Irish literature
For a comparatively small country, Ireland has made a disproportionate contribution to world literature in all its branches. The works that are best known outside the country are in English, but Irish Gaelic also has the most significant body of written literature, both ancient and recent, in any Celtic language, in addition to a strong oral tradition of legends and poetry. See also the main article on modern literature in Irish.
This Irish language tradition has contributed to making Irish literature in English something quite distinctive from English literature in other countries. From the older tradition, Irish writers in English have inherited a sense of wonder in the face of nature, a narrative style that tends towards the deliberately exaggerated or absurd, a keen sense of the power of satire. In addition, the interplay between the two languages has resulted in an English dialect, Hiberno-English, that lends a distinctive syntax and music to the literature written in it.
Contents |
1 Irish Poetry
2 Irish Fiction
3 Irish Theatre
4 External links
5 See also
|
Irish Poetry
Irish poetry has a long and complex history. The Irish language has the oldest vernacular literature and poetry in that language represents a more or less unbroken tradition from the 6th century to the present day. However, since at least the 14th century, poetry in English has also been written in Ireland and by Irish writers abroad.

• • • • • • •

### Given instruction 1
Please copy the entries word for word, everything from the line containing "the green foliage" down to the last entry.
The entries that follow have no connection to the Irish literature text.

### Entries
• • • • • • •

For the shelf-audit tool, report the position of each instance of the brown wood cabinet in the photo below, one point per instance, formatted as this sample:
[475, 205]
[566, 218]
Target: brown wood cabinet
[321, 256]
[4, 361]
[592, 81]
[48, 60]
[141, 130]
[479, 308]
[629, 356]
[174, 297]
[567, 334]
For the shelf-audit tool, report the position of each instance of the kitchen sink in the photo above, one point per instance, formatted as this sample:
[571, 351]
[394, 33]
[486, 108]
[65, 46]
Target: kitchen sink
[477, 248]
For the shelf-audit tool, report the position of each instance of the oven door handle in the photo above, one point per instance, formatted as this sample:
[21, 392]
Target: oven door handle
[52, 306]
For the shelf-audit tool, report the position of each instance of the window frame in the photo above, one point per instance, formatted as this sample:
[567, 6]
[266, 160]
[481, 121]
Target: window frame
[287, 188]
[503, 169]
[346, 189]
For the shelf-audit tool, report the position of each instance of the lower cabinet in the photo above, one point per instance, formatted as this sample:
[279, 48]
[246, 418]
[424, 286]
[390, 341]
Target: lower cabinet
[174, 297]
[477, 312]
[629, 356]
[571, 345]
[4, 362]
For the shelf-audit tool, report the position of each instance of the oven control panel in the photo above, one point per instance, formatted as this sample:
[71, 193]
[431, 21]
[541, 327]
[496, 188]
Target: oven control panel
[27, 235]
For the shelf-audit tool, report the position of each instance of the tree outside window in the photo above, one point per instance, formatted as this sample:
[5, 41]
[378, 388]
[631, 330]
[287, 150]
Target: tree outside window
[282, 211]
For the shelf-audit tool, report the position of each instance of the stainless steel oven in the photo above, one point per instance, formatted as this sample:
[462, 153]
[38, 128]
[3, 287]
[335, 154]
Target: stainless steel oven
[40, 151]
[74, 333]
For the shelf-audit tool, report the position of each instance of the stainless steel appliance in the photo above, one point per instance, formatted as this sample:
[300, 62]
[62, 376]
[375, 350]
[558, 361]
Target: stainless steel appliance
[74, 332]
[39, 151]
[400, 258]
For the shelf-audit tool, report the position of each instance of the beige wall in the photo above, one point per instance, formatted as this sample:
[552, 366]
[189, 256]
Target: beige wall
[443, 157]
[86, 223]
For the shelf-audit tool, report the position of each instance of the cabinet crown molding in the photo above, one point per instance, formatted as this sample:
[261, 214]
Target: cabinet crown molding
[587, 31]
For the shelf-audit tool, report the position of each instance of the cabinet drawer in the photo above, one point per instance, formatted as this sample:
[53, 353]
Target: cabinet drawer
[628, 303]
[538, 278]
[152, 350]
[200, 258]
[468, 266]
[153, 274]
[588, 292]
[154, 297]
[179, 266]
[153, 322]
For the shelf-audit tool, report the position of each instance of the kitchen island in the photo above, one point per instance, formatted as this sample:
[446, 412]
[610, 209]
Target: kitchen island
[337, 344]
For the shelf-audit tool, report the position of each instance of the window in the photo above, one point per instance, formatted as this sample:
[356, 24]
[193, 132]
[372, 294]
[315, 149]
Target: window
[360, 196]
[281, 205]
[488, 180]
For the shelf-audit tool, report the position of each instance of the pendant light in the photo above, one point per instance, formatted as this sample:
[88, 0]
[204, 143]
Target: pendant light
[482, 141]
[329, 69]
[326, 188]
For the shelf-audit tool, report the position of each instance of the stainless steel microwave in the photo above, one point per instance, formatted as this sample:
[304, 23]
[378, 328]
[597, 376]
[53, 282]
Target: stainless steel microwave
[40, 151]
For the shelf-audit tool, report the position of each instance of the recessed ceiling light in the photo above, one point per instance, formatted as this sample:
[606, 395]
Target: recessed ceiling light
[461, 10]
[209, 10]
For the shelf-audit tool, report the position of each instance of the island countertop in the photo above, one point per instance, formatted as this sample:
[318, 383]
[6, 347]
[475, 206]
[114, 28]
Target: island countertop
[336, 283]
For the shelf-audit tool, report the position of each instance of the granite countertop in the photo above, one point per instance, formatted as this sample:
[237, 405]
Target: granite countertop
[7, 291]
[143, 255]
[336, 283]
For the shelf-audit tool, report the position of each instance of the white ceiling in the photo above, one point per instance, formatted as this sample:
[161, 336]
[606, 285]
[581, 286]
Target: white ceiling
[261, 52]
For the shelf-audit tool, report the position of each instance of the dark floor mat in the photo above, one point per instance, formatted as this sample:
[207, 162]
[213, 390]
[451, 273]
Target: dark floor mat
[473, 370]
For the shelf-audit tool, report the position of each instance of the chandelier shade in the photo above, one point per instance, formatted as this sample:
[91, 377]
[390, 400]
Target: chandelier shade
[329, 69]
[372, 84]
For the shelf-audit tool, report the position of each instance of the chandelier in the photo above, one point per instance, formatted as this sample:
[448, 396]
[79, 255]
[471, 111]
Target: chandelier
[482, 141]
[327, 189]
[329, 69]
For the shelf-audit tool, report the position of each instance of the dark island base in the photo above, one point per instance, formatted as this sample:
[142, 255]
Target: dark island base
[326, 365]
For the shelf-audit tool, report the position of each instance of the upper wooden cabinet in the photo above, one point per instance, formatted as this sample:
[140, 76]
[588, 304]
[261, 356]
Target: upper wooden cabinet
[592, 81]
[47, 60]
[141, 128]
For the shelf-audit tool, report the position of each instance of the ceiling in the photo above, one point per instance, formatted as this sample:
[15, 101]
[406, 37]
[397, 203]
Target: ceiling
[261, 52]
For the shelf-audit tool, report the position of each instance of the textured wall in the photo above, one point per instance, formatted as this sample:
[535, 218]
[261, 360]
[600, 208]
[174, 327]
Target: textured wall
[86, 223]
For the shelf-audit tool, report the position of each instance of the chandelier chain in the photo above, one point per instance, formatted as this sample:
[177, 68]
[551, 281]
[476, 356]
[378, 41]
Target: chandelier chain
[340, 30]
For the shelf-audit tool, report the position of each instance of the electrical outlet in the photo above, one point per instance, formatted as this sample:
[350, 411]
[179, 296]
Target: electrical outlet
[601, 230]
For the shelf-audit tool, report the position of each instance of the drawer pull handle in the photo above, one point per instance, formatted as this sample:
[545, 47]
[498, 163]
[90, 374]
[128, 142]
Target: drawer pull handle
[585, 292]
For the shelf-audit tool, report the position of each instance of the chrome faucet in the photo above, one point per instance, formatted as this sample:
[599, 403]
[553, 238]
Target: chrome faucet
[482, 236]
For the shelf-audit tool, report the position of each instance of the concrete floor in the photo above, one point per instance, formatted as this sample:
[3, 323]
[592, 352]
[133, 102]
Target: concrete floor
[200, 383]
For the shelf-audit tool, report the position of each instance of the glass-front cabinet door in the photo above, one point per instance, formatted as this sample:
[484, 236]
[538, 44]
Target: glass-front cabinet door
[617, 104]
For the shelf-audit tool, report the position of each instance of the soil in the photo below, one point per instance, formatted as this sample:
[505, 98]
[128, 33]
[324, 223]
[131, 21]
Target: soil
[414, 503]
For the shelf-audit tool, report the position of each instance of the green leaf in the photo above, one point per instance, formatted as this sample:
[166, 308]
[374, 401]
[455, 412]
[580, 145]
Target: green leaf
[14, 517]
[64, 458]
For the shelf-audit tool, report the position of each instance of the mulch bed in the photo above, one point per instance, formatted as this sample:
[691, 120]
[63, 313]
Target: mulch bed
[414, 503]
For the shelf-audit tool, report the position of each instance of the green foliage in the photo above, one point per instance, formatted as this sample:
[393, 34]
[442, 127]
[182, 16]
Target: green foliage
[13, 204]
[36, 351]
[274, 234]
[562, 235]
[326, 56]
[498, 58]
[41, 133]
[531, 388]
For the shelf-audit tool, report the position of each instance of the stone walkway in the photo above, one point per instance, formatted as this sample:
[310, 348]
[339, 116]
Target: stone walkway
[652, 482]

• • • • • • •

### Given instruction 2
List every heading given in the contents section of the Irish literature text.

### Correct output 1
For the shelf-audit tool, report the position of each instance of the green foliage in the photo above, one point per instance, formatted as this sample:
[393, 34]
[442, 127]
[182, 16]
Target: green foliage
[13, 204]
[36, 351]
[274, 234]
[562, 235]
[326, 56]
[498, 58]
[41, 133]
[531, 388]
For the shelf-audit tool, report the position of each instance of the stone walkway in the photo above, one point per instance, formatted as this sample:
[310, 348]
[339, 116]
Target: stone walkway
[652, 482]

### Correct output 2
Irish Poetry
Irish Fiction
Irish Theatre
External links
See also